The response should consist solely of the line containing "Phrase: dirt ground" and the lines after it through the end of the listing below, repeated exactly.

--- Record set Enclosed Below ---

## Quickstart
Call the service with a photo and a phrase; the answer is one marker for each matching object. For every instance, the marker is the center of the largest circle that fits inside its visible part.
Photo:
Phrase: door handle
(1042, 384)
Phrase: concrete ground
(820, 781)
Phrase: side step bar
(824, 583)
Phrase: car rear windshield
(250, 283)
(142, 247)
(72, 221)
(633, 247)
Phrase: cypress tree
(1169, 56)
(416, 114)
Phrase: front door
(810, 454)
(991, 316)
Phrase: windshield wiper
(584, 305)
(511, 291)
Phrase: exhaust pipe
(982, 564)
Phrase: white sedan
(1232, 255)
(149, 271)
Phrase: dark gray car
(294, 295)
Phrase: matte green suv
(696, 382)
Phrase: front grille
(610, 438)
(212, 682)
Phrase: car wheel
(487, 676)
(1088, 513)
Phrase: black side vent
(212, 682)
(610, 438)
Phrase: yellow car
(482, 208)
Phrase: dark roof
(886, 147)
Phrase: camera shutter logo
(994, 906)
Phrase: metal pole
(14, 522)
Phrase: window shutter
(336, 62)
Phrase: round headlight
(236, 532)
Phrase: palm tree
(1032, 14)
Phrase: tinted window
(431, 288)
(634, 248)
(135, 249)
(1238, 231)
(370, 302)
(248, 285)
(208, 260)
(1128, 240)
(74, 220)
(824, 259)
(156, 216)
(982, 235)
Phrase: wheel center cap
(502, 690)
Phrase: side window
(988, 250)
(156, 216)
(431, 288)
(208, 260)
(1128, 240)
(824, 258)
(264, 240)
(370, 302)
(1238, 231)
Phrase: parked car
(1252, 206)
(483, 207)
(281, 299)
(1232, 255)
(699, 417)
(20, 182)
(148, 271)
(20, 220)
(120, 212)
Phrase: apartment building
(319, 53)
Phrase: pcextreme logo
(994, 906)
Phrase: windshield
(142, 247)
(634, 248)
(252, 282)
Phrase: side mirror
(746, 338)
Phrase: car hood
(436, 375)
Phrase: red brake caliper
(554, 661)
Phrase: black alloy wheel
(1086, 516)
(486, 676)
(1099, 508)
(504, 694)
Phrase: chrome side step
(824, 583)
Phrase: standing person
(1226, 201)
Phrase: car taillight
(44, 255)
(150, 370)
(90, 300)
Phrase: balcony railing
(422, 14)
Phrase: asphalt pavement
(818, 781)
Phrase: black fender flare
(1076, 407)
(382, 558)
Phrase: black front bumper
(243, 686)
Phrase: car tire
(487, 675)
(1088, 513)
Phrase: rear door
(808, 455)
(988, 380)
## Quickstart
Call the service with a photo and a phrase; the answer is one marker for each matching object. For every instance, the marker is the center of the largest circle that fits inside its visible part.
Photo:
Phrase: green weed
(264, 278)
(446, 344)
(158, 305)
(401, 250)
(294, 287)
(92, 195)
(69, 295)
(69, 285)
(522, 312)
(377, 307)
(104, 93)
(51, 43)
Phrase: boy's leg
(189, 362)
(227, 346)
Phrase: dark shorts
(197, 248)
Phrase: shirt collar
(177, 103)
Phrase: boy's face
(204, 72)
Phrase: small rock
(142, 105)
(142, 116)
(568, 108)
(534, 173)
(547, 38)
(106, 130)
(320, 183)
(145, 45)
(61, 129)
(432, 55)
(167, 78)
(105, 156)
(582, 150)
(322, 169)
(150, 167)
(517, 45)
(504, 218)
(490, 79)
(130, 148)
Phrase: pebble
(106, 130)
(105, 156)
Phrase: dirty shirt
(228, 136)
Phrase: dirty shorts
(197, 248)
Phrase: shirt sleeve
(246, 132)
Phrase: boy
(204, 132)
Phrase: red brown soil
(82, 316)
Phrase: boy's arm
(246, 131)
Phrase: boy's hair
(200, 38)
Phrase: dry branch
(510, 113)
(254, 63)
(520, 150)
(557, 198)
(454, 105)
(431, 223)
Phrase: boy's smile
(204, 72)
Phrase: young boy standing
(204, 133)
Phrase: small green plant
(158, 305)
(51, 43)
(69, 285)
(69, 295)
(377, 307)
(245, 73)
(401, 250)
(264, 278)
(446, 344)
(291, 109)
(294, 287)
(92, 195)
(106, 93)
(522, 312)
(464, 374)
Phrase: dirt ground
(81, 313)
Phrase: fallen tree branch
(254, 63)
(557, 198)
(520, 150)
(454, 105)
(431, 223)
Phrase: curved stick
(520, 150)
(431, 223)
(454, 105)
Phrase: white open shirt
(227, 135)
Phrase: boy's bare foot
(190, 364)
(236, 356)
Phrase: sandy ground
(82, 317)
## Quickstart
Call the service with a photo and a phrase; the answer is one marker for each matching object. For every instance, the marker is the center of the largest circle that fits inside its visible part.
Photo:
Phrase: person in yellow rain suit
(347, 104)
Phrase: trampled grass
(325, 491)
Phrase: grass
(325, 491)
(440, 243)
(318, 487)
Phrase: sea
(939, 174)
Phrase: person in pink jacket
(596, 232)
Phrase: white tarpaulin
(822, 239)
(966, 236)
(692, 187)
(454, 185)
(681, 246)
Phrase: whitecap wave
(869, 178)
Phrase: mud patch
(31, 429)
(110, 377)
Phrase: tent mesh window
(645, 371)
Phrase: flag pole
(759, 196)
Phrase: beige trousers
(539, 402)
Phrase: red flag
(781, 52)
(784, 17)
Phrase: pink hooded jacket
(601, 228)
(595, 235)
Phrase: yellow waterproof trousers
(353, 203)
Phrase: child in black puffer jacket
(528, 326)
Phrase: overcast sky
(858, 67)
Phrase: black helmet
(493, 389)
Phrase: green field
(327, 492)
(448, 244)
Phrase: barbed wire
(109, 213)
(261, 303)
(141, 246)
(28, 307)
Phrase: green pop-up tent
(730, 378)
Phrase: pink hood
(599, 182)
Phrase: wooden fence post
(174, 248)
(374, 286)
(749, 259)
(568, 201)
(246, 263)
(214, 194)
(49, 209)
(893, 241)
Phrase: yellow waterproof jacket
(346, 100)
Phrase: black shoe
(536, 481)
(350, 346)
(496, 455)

--- End of Enclosed Record set ---

Reply to the task |
Phrase: dirt ground
(81, 313)
Phrase: fallen tree branch
(254, 63)
(557, 198)
(520, 150)
(454, 105)
(431, 223)
Phrase: curved stick
(520, 150)
(431, 223)
(454, 105)
Phrase: white open shirt
(227, 135)
Phrase: boy's bare foot
(190, 364)
(236, 356)
Phrase: sandy ground
(82, 317)
## Quickstart
Call the service with a photo and a phrase; the answer is one marker for each matching object. For every instance, the marker is the center of the largest circle that fits inside its visible part.
Photo:
Phrase: person in yellow rain suit
(347, 104)
Phrase: trampled grass
(325, 491)
Phrase: grass
(325, 491)
(440, 243)
(318, 487)
Phrase: sea
(939, 174)
Phrase: person in pink jacket
(596, 232)
Phrase: white tarpaulin
(822, 239)
(966, 236)
(692, 187)
(454, 185)
(681, 246)
Phrase: whitecap wave
(869, 178)
Phrase: mud patch
(31, 429)
(110, 377)
Phrase: tent mesh window
(645, 371)
Phrase: flag pole
(759, 196)
Phrase: beige trousers
(539, 402)
Phrase: red flag
(781, 52)
(784, 17)
Phrase: pink hooded jacket
(601, 228)
(595, 235)
Phrase: yellow waterproof trousers
(353, 203)
Phrase: child in black puffer jacket
(528, 326)
Phrase: overcast sky
(858, 67)
Phrase: black helmet
(493, 389)
Phrase: green field
(327, 492)
(448, 244)
Phrase: barbed wire
(109, 213)
(261, 303)
(141, 246)
(28, 307)
Phrase: green pop-up tent
(730, 378)
Phrase: pink hood
(599, 182)
Phrase: wooden fence post
(174, 248)
(374, 286)
(749, 259)
(568, 201)
(246, 263)
(214, 194)
(49, 209)
(893, 241)
Phrase: yellow waterproof jacket
(346, 100)
Phrase: black shoe
(536, 481)
(350, 346)
(496, 455)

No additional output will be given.